What you are asked to do
Please copy the lines below word for word, starting with the first one and stopping after the line that contains "[(125, 384)]". Leave the pictures out of your answer.

Supplied material
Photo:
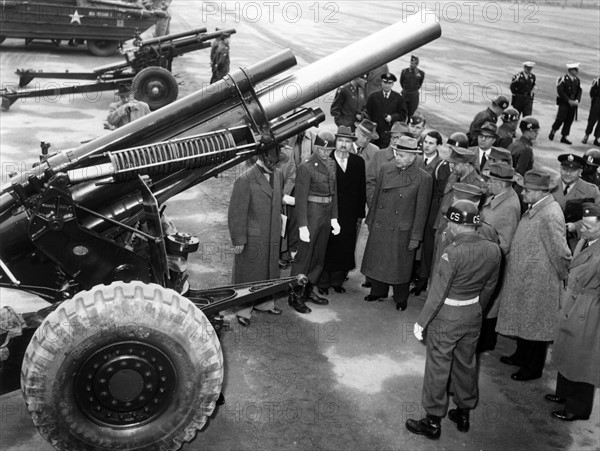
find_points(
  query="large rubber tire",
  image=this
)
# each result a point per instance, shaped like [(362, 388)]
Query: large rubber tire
[(102, 47), (126, 366), (156, 86)]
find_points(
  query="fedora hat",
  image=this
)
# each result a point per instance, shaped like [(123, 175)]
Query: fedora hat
[(368, 127)]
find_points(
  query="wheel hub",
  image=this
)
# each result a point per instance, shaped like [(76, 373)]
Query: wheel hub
[(125, 384)]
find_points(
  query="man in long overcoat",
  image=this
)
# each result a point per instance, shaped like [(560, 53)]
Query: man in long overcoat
[(254, 221), (396, 222), (576, 351), (536, 268), (351, 192)]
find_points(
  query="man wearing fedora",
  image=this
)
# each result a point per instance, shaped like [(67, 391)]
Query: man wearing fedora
[(522, 149), (576, 352), (127, 109), (490, 114), (349, 103), (571, 192), (384, 108), (529, 304), (568, 89), (486, 136), (396, 221), (501, 210), (521, 87), (451, 316), (254, 221), (365, 132), (316, 213), (411, 80), (351, 193)]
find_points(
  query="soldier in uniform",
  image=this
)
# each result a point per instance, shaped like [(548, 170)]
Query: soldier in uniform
[(592, 162), (411, 80), (316, 213), (576, 352), (396, 222), (507, 131), (568, 88), (384, 108), (522, 149), (499, 104), (594, 116), (349, 103), (219, 60), (461, 287), (521, 87)]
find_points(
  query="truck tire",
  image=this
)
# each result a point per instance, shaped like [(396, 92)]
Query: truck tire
[(156, 86), (102, 47), (126, 366)]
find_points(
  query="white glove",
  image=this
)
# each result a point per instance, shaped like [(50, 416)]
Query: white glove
[(418, 332), (289, 200), (335, 226), (304, 234)]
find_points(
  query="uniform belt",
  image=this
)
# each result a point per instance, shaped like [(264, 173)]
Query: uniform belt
[(461, 303), (320, 199)]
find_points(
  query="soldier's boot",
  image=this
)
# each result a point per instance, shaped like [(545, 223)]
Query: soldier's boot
[(429, 426), (461, 418), (296, 301), (311, 296)]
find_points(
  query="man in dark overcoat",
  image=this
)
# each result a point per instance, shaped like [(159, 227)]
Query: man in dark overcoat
[(576, 353), (351, 192), (385, 107), (396, 222), (254, 221)]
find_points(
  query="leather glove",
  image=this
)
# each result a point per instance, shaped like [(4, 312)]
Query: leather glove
[(304, 234), (289, 200), (413, 245), (335, 226), (418, 332)]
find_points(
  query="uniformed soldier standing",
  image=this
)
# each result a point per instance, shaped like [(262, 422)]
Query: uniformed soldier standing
[(349, 103), (521, 87), (460, 289), (411, 80), (568, 88), (316, 215)]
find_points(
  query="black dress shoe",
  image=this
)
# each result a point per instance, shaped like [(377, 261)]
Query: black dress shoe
[(461, 418), (518, 376), (565, 415), (553, 398), (429, 427), (314, 298), (372, 297), (509, 360)]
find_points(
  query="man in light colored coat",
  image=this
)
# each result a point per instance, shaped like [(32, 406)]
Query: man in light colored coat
[(537, 266), (501, 210), (576, 352)]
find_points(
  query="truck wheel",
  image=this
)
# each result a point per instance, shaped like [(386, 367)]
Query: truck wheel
[(126, 366), (102, 47), (156, 86)]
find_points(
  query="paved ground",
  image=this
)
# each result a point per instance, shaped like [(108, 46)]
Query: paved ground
[(348, 375)]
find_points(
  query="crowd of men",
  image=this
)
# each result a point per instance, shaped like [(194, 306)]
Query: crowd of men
[(490, 235)]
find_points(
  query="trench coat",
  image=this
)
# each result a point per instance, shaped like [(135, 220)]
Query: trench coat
[(254, 220), (537, 265), (397, 215), (576, 352)]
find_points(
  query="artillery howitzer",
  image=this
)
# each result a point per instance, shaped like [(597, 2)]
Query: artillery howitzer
[(147, 67), (124, 358)]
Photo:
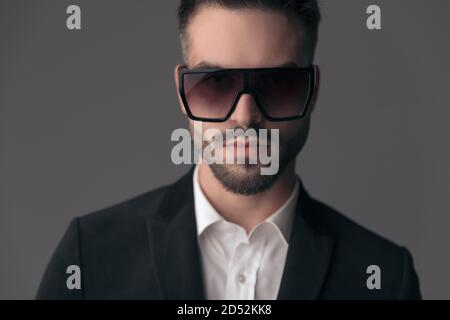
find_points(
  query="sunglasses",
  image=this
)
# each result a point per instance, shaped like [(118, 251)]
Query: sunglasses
[(280, 94)]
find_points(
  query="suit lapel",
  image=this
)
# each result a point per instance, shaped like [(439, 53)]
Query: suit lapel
[(308, 256), (174, 246)]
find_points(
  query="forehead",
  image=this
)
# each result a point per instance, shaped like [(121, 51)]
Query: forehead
[(243, 38)]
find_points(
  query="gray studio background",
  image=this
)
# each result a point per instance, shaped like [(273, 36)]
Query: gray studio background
[(86, 118)]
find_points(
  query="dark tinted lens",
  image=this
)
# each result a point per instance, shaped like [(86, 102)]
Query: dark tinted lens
[(211, 94), (282, 93)]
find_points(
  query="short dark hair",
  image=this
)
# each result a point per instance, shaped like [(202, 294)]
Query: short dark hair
[(306, 11)]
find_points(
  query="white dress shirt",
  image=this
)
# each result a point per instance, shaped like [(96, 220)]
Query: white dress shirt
[(237, 266)]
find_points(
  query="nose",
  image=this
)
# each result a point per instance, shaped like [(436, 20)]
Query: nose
[(246, 112)]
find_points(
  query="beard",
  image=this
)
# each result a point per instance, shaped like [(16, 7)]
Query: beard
[(246, 179)]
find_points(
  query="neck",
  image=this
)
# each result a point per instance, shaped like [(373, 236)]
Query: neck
[(247, 210)]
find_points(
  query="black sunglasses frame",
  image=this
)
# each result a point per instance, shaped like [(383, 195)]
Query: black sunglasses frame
[(182, 70)]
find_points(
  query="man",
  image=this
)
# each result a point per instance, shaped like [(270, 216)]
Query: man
[(224, 230)]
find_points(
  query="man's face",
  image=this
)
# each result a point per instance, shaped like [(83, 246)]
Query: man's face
[(248, 38)]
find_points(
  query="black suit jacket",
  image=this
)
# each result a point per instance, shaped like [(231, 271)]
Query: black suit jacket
[(146, 248)]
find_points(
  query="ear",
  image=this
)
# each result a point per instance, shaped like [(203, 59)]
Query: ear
[(316, 87), (177, 86)]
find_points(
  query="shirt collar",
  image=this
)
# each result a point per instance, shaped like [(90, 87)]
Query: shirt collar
[(206, 215)]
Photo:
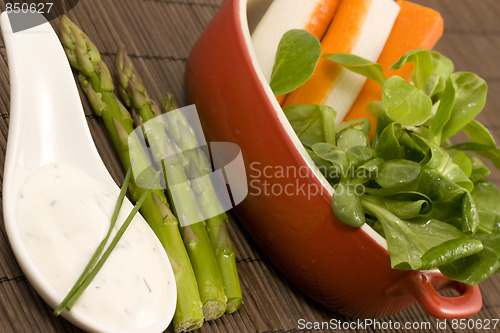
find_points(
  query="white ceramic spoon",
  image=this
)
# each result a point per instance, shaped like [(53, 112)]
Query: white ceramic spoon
[(47, 125)]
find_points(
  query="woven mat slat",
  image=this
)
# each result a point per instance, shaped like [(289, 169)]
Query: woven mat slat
[(159, 35)]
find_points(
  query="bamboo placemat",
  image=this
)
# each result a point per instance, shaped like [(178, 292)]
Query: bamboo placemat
[(158, 35)]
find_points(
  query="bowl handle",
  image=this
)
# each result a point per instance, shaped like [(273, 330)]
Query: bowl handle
[(424, 286)]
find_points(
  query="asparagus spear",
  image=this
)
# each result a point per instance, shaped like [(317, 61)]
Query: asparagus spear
[(195, 235), (97, 84), (197, 167)]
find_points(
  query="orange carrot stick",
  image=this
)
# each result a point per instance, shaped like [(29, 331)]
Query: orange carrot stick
[(340, 37), (416, 27), (359, 27)]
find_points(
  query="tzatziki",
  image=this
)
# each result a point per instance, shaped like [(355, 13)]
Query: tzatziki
[(63, 214)]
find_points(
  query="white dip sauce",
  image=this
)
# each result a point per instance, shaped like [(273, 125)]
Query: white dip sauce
[(63, 214)]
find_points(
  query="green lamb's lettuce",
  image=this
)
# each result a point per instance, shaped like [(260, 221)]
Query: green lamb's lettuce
[(427, 198)]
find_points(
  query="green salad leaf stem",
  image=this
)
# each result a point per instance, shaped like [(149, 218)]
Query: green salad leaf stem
[(426, 197), (97, 253)]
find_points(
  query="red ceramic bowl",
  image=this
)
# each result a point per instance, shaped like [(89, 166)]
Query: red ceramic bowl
[(287, 210)]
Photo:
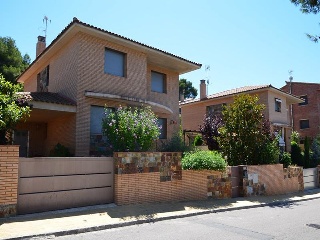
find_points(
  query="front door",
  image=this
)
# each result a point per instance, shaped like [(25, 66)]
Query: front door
[(21, 137)]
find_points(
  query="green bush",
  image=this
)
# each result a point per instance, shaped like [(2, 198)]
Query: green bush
[(174, 144), (285, 159), (203, 160), (296, 155), (197, 141), (269, 152), (295, 137), (131, 129)]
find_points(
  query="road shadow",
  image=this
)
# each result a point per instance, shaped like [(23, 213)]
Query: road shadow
[(149, 211)]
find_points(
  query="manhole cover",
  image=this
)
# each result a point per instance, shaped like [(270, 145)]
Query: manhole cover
[(317, 226)]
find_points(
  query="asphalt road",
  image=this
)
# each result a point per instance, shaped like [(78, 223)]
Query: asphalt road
[(299, 220)]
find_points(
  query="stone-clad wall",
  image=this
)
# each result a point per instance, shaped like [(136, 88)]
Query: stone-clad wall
[(9, 161), (157, 177), (271, 179)]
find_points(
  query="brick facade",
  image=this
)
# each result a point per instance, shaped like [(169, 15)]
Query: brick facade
[(9, 161), (192, 113), (310, 111), (77, 67)]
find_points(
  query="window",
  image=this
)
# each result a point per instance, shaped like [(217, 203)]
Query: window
[(305, 98), (98, 142), (162, 122), (304, 124), (114, 62), (215, 109), (158, 82), (43, 80), (277, 104)]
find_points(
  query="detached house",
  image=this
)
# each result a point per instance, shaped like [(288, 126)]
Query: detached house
[(85, 69), (276, 101)]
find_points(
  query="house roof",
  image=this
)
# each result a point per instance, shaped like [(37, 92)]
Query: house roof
[(47, 97), (154, 55), (246, 89)]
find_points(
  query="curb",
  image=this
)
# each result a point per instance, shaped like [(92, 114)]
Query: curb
[(142, 221)]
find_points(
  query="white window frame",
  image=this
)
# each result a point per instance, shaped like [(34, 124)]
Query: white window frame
[(114, 62), (158, 82)]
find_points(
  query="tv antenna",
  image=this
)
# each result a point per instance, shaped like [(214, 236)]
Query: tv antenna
[(46, 20), (207, 69), (290, 75)]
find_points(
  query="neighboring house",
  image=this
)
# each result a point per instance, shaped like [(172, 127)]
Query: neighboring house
[(276, 101), (85, 69), (306, 115)]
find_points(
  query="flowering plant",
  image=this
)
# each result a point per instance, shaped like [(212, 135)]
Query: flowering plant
[(130, 129)]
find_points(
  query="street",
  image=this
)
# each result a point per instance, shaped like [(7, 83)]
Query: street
[(300, 220)]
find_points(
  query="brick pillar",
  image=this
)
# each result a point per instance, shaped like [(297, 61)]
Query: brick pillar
[(9, 161), (319, 176)]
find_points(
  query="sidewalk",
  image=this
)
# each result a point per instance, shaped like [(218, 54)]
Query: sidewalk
[(79, 220)]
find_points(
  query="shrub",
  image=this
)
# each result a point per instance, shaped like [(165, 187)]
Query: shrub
[(131, 129), (246, 132), (204, 160), (197, 141), (14, 107), (269, 152), (296, 155), (285, 159), (295, 137), (174, 144), (210, 130), (315, 153), (60, 151)]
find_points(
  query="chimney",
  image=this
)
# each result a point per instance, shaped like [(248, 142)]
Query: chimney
[(182, 96), (41, 45), (203, 89)]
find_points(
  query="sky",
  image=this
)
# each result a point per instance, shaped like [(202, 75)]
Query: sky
[(244, 43)]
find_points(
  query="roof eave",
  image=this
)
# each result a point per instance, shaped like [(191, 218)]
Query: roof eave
[(154, 55)]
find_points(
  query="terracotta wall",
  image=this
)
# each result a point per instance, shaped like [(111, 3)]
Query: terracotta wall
[(157, 177), (9, 160), (271, 179)]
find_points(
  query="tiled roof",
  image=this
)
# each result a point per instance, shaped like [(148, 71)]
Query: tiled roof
[(76, 21), (48, 97), (232, 92)]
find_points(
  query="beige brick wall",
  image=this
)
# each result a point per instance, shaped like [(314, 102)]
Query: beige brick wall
[(310, 112), (275, 179), (136, 84), (147, 188), (9, 157), (61, 130), (79, 67)]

Written reply
Photo:
find_points(
  query="large rubber tire",
  image=this
)
# each result a point per instance, shaped like [(362, 388)]
Query: large rubber tire
[(102, 47), (126, 366), (156, 86)]
find_points(
  query="fedora hat",
  image=this
)
# each result a point per instance, shaped like [(123, 175)]
Query: fedora hat
[(368, 127)]
find_points(
  query="wheel hub",
  image=this
)
# each result a point per instance, shaped like [(76, 373)]
Query: wheel hub
[(125, 384)]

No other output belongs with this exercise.